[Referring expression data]
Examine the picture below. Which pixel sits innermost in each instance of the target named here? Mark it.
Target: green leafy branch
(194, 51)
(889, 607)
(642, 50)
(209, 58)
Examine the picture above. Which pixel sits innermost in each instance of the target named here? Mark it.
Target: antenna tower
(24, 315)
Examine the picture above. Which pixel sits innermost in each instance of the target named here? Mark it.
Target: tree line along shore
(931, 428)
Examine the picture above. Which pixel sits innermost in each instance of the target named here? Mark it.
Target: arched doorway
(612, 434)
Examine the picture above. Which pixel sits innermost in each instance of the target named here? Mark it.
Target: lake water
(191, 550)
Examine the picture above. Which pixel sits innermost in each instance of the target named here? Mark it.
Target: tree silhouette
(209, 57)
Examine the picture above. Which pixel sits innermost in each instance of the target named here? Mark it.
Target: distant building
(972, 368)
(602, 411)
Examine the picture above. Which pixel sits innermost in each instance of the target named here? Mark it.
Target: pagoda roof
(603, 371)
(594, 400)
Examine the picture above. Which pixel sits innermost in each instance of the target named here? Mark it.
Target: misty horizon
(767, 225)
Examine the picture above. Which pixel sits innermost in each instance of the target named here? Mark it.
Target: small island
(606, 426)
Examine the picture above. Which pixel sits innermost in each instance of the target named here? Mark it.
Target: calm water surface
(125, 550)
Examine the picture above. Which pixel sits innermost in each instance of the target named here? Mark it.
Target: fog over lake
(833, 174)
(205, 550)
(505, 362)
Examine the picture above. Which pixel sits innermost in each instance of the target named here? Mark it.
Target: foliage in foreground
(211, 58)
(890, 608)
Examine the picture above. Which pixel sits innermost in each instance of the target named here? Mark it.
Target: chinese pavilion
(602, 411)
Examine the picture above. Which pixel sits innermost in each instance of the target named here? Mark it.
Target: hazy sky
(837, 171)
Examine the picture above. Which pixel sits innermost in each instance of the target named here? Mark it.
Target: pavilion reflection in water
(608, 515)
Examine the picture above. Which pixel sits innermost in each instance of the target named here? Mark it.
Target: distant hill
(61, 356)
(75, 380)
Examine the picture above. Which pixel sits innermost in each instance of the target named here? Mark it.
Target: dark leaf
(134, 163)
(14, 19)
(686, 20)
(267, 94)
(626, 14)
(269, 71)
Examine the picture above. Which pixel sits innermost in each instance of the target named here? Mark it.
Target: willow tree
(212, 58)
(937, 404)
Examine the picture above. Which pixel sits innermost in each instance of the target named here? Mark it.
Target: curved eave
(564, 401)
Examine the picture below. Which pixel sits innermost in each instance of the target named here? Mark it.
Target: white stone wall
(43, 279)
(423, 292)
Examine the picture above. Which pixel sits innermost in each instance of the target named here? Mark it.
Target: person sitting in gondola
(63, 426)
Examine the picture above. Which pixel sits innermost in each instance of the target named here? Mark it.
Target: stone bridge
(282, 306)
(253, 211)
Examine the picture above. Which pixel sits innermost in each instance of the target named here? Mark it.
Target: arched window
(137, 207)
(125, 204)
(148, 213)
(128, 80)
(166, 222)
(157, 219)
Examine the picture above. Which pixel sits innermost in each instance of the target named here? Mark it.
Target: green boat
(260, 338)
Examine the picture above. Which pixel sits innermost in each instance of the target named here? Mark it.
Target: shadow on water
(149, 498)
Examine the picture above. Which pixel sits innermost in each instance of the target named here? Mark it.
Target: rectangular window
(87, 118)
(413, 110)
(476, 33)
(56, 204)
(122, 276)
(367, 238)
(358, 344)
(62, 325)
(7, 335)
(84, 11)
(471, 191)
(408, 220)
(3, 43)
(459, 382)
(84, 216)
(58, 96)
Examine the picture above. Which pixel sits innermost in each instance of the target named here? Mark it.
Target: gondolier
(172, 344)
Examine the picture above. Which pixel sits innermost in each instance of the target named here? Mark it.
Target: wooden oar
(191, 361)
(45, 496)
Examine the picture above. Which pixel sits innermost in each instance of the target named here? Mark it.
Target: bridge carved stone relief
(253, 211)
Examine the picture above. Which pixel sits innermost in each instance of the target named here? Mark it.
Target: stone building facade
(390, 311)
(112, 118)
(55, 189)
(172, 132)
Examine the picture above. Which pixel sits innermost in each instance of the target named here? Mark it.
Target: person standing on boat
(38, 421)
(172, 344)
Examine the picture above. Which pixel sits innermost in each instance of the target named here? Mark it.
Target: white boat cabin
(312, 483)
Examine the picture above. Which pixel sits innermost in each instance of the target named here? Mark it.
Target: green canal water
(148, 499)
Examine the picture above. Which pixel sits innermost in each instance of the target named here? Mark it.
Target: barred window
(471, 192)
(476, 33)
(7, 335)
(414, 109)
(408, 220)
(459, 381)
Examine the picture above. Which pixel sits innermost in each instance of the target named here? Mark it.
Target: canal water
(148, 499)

| TASK TO COMPLETE |
Could you return all of the data exactly as written?

| ANSWER TO THIS TASK |
Examine the picture below. Which pixel sits innermost in each instance of the target named here? Mark it.
Target: green leafy branch
(194, 51)
(889, 607)
(642, 50)
(209, 58)
Examine the picture above. Which pixel sits innermost in each instance of the target named here? Mark it.
Target: antenna tower
(24, 315)
Examine the picture above. Which pixel sits innermost in each instance of the target named here? Mark it.
Target: tree line along shore
(931, 428)
Examine the picture above. Which pixel sits innermost in each instance of the target named here? Mark it.
Target: arched doorway
(612, 434)
Examine the picture above. Which pixel sits innermost in each instance of the target named here? Mark it.
Target: lake water
(191, 550)
Examine the picture above. Which pixel sits innermost in each instance of the target named here? Mark it.
Target: tree silhouette
(209, 57)
Examine the picture above. Which pixel sits innermost in each instance of the target named here? Mark it.
Target: distant building
(972, 368)
(602, 411)
Examine the picture above. Which pixel sits innermost in each instance of the target named here? Mark it.
Target: pagoda roof
(603, 371)
(594, 400)
Examine the picture above. Which pixel sits innermost in each instance of the target named here? Mark it.
Target: misty horizon
(767, 225)
Examine the picture above. Which pixel sits innermost in each instance of the target named here? Mark it.
Target: small island
(606, 426)
Examine the picture above. Which pixel sits innermost in each instance of the target named here? Mark it.
Target: calm water surface
(125, 550)
Examine the picture above. Which pixel sits innermost in each instance of the target named here? Mark it.
Target: fog over lake
(833, 174)
(205, 550)
(505, 362)
Examine the picture above. Which pixel sits innermost in each instance of the target named here? Mark it.
Target: foliage in foreground
(211, 58)
(890, 608)
Examine the picture above. Which pixel sits innermost in each instance of the target named here? Mark it.
Target: chinese pavilion
(602, 411)
Examine the picture above. Which pixel sits innermost in each instance of the target named here? Mark it.
Target: hazy sky
(837, 171)
Examine the picture above. Which pixel sits innermost in each instance of the target named here? Mark it.
Target: pavilion reflection in water
(608, 515)
Examine the picture above. Which pixel sits innermost in each instance of the target named here? Mark it.
Target: distant hill
(61, 356)
(75, 380)
Examine the picture above. Which pixel sits innermost in each instance of the target named here? Mark it.
Target: dark leaf
(134, 163)
(14, 19)
(686, 20)
(267, 94)
(626, 14)
(269, 71)
Examine the picture above. Which pixel sits innermost in each instance of the target named here? Mark it.
Target: willow tree
(212, 58)
(937, 404)
Examine the picture above. Which pixel sits innermost in each instance of the target named here? Mark it.
Target: curved eave
(564, 401)
Examine the picture below. Which pixel sits innermost in each instance of the target named here? Mark it.
Target: white stone wall
(43, 279)
(423, 292)
Examine the picture above. Which pixel sits innermost in each instance of the target named here? Mark it.
Target: person sitting in gondola
(63, 426)
Examine the picture above. Which pixel sits innermost in each instance of the target named here? Mark it.
Target: stone bridge
(282, 306)
(253, 211)
Examine the picture above. Which pixel sits innermost in each instance of the target named here? Mark it.
Target: arched window
(137, 207)
(125, 204)
(148, 213)
(128, 80)
(166, 222)
(157, 219)
Examine the picture above. Which pixel sits innermost in each instance of the target named here? Mark it.
Target: green boat
(260, 338)
Examine the picture above. Which pixel sits innermost in each instance of the target named here? Mark it.
Target: shadow on water
(149, 498)
Examine the picture above. Which pixel sits innermost in each instance of the target named here? Mark it.
Target: rectangular window
(87, 118)
(413, 110)
(476, 33)
(56, 204)
(122, 276)
(367, 238)
(358, 344)
(62, 325)
(7, 335)
(84, 11)
(471, 191)
(408, 220)
(3, 43)
(459, 382)
(84, 216)
(58, 96)
Examine the picture above. Which pixel sits innermost in each instance of the target named here? Mark it.
Target: gondolier
(172, 344)
Examine the picture above. Which pixel sits innermost in each instance of the target named here? Mark it.
Target: wooden oar
(191, 361)
(45, 496)
Examine the picture above. Which pixel sits innermost in each instance of the target named here? Mark it.
Target: bridge carved stone relief
(253, 211)
Examine the picture above. Which pixel sits innermost in each instance of the target named here? Mark it.
Target: stone building facade
(390, 311)
(112, 118)
(55, 189)
(172, 132)
Examine the picture above. Which pixel sits innermost in each instance of the target named here? Mark it.
Target: person standing on boat
(38, 421)
(172, 344)
Examine the picture above. Which pixel sits innermost in each instance of the target named here? Mark it.
Target: white boat cabin
(312, 483)
Examine the picture above. Which pixel sits innermost in each instance of the target named here? Mark it.
Target: green canal water
(148, 499)
Examine the picture above. Which pixel sits innermost in each instance of the target named here? Mark it.
Target: barred window
(471, 192)
(476, 33)
(7, 335)
(414, 109)
(408, 220)
(459, 381)
Examine the picture above. Which pixel sits innermost in each instance of the target named here? Mark it.
Target: canal water
(148, 499)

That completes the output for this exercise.